### [Preguntas de estudio]
1. Según el fragmento sobre la vocación docente, ¿qué beneficio obtenía para sí mismo quien narra al enseñar durante la escuela de medicina? Responda en una a tres oraciones.
2. Prosiga el fragmento sobre la vocación docente a partir del punto en que termina.

### [Fragmento seleccionado]
Mi abuela materna, Celia —a quien llamábamos la Mamina— fue una educadora excepcional. Les enseñó a generaciones de párvulos sus primeras letras y números. Era la mezcla perfecta del buen amor materno: Amorosa pero firme, muy firme. Yo no solo fui uno de sus discípulos, sino que tuve la dicha de verla en acción durante muchos años y aprender de ella el arte de enseñar y educar.
A pesar de que durante mis años en el Loyola de Caracas ayudaba a mis compañeros de clase —recuerdo especialmente enseñándoles química orgánica al “Chucho y al Cifu”, grandes panas y mejores surfistas—, pensé equivocadamente que al decidirme por la carrera médica me alejaría de la enseñanza.
No pude estar más equivocado. Esa semilla de enseñar que me sembró la Mamina se multiplicó en la escuela de medicina y se convirtió en parte inseparable de mi práctica. Ya fuera aclarando un concepto de farmacología o fisiología, demostrando un aspecto del examen físico, o guiando a alguien a hacer su primera sutura, entendí que enseñando no solo ayudaba a un compañero o compañera, sino que también me ayudaba a mí a solidificar mi conocimiento y mis destrezas clínicas.
Durante el resto de mi carrera seguí con ese gusanillo de enseñar. Como residente, recibí el reconocimiento de los estudiantes que rotaban por el servicio de anestesiología. Como director del posgrado y luego jefe de servicio, ocurrió lo mismo con los residentes.

### [Datos para revisión]

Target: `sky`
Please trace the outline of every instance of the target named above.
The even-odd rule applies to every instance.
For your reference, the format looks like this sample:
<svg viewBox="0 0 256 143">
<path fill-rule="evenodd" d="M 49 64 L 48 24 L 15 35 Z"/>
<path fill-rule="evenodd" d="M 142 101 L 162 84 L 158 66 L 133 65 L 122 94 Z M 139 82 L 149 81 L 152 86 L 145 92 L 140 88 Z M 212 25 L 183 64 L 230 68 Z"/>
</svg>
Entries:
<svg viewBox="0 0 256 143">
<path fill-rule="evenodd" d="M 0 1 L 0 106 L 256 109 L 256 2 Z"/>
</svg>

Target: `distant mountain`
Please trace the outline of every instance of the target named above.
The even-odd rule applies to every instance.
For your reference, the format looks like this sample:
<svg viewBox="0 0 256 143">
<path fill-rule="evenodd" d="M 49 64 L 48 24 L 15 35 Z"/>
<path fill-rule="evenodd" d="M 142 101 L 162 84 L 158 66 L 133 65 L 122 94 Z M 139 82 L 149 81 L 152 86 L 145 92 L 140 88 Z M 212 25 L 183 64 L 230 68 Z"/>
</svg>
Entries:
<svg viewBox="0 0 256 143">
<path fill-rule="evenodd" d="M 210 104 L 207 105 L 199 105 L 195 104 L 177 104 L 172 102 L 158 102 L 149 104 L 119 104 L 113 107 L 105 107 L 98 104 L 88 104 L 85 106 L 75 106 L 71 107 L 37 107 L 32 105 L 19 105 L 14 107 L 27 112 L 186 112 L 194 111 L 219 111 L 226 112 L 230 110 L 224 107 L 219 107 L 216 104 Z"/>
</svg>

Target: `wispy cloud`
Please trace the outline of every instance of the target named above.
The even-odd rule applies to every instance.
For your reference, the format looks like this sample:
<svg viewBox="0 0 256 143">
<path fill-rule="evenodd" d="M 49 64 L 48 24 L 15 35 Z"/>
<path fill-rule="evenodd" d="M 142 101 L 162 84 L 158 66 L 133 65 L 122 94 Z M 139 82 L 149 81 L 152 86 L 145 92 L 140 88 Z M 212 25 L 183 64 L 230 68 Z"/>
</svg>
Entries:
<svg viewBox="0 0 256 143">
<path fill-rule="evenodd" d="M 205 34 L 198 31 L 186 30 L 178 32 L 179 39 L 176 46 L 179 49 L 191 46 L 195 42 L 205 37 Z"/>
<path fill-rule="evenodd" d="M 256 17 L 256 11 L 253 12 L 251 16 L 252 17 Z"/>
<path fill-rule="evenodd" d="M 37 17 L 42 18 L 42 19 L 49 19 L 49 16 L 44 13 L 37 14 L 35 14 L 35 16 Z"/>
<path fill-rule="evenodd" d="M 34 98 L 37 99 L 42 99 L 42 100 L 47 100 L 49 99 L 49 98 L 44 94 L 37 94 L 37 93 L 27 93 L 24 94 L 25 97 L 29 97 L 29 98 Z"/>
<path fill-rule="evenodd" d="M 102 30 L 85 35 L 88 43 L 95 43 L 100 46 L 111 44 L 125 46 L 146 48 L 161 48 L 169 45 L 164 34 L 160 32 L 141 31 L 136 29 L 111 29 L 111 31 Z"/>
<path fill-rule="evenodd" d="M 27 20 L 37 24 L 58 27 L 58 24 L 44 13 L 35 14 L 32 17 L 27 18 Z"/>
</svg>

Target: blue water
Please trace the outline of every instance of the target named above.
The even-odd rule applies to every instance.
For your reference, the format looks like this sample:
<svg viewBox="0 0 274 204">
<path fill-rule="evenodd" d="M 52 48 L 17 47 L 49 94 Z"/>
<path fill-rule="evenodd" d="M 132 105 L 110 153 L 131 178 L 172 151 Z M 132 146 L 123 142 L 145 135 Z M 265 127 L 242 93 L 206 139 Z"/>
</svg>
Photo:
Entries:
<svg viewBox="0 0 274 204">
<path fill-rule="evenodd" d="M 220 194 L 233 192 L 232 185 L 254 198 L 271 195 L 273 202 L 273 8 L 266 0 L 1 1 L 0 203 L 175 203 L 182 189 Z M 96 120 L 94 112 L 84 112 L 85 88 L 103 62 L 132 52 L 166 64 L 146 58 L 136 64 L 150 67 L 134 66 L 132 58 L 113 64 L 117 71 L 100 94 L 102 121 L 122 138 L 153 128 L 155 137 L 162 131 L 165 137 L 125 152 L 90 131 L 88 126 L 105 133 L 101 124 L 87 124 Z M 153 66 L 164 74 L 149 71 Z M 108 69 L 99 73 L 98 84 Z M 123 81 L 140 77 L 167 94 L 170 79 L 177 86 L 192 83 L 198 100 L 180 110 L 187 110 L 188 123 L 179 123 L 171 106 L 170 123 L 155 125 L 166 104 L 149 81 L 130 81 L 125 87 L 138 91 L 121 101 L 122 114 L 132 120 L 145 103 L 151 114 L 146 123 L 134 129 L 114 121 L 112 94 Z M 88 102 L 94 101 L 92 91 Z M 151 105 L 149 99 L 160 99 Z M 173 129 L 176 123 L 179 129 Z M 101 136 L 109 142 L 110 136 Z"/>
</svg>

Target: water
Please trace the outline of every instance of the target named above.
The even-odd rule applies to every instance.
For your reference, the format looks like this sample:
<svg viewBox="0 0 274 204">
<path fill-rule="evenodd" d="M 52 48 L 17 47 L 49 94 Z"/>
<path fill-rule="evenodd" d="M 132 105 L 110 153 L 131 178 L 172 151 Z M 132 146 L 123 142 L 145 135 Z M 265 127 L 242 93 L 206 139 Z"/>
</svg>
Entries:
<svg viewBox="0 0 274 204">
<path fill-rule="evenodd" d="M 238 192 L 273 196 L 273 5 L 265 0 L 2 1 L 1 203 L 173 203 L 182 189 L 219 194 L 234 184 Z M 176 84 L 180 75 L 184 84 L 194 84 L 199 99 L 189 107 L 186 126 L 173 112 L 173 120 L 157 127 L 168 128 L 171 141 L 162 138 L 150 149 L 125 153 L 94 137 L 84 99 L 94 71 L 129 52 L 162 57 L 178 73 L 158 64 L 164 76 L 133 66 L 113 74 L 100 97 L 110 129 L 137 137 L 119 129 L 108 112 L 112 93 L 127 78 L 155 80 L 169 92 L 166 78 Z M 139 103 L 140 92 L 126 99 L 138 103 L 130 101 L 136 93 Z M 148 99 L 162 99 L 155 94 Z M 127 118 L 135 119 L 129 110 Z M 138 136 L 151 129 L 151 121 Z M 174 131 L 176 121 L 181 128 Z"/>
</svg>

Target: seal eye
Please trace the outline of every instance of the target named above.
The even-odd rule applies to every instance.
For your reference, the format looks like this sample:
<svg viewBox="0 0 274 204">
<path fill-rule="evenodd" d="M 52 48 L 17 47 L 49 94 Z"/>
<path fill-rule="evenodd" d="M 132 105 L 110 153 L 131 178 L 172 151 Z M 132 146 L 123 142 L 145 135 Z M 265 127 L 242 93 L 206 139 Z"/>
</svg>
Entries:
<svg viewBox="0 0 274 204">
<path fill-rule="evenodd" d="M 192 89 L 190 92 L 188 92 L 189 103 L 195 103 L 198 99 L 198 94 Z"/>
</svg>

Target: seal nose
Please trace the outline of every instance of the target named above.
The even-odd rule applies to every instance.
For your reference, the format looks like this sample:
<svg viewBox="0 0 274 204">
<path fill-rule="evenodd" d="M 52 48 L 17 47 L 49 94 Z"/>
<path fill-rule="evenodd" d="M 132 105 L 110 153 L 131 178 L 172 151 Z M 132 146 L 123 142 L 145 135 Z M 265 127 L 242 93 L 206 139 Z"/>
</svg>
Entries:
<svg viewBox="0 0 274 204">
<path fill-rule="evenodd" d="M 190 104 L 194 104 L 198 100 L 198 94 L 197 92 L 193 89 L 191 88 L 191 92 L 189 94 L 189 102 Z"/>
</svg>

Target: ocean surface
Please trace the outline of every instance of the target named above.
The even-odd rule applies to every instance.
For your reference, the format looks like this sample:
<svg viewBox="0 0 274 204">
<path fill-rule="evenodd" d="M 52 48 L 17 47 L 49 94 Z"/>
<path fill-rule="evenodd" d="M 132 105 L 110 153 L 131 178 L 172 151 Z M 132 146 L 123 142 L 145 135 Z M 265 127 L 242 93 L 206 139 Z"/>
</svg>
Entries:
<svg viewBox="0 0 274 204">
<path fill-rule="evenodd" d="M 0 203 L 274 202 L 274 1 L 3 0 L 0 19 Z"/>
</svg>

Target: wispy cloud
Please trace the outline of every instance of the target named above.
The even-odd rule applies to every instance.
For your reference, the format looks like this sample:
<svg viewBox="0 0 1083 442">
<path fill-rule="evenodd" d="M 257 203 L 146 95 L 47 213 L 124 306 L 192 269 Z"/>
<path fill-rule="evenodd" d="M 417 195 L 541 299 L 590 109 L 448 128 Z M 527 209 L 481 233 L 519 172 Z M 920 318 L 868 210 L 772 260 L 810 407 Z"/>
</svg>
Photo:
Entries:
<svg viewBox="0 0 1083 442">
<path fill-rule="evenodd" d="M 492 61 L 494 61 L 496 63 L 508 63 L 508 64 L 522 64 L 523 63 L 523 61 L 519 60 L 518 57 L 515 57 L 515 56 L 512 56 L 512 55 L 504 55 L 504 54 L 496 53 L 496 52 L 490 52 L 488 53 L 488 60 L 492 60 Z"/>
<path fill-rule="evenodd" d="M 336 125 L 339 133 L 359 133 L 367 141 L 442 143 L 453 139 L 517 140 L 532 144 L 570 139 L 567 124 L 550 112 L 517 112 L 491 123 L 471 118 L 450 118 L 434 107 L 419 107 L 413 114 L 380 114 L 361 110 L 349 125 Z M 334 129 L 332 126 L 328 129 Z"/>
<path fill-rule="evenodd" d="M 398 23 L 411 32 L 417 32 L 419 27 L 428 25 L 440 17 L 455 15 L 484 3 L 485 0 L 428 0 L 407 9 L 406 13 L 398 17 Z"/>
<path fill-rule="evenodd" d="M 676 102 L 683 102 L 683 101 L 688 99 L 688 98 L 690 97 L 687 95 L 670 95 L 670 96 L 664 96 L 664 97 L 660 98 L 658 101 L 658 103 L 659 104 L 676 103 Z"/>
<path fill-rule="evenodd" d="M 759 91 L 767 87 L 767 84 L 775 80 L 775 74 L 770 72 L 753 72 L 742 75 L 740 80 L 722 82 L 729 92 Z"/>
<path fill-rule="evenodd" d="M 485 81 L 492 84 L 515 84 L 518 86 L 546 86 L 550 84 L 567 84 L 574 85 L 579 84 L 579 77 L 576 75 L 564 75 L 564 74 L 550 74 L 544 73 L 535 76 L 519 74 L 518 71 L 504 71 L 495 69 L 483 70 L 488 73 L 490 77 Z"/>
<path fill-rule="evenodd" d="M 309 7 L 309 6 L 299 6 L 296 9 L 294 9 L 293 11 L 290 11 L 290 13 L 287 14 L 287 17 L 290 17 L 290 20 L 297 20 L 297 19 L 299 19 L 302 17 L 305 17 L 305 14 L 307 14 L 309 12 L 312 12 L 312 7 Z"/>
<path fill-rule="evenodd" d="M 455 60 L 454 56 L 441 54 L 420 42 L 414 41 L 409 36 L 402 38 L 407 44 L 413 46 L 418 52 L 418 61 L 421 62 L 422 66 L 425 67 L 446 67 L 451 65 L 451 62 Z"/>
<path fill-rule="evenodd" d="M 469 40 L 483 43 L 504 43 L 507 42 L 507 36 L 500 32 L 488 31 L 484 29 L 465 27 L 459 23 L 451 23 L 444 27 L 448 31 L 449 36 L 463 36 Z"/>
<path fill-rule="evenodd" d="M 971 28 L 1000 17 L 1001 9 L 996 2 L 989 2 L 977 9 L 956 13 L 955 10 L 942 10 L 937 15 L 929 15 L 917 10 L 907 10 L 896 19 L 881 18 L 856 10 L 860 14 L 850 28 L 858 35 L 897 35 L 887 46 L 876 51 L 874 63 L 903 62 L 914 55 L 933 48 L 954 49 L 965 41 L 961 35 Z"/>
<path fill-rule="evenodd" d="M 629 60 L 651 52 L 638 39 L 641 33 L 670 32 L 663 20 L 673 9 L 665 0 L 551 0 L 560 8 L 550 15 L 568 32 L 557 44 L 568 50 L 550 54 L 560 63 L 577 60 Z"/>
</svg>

### [Respuestas]
1. Al enseñar no solo ayudaba a un compañero o compañera. También solidificaba su propio conocimiento y sus destrezas clínicas.

2.
En 2020 decidí tomar un rumbo distinto en mi carrera y asumí un cargo administrativo de alto nivel en uno de los hospitales de Boston. Pero, a pesar de que con mi equipo logramos grandes avances, sentía un vacío que al principio no entendía, pero que resultó ser la falta de enseñar. Traté —con éxito parcial— de mantenerme activo a través de conferencias y clases, pero sin lograr llenar ese vacío del todo.
Hace poco más de un año tomé unos días de “auto-retiro” y, tras una revisión interna y personal, redescubrí que mi pasión y propósito no son solo curar o aliviar, sino también enseñar y formar a las nuevas generaciones de profesionales de la salud.
Así que, después de casi 30 años en Boston, decidí retomar una vida académica, esta vez en la ciudad de New Orleans, como jefe del servicio de Anestesiología en la Universidad de Tulane.
Porque, al final del viaje, una de mis mayores satisfacciones ha sido ver a la gran mayoría de mis alumnos desarrollar carreras exitosas, e incluso, en algunos casos, superar a su maestro. Como una vez me dijo mi abuela: "Yo estoy aquí para enseñarles a cruzar el puente, y cuando lo cruzan, me quedo de este lado feliz y lista para enseñar al siguiente alumno".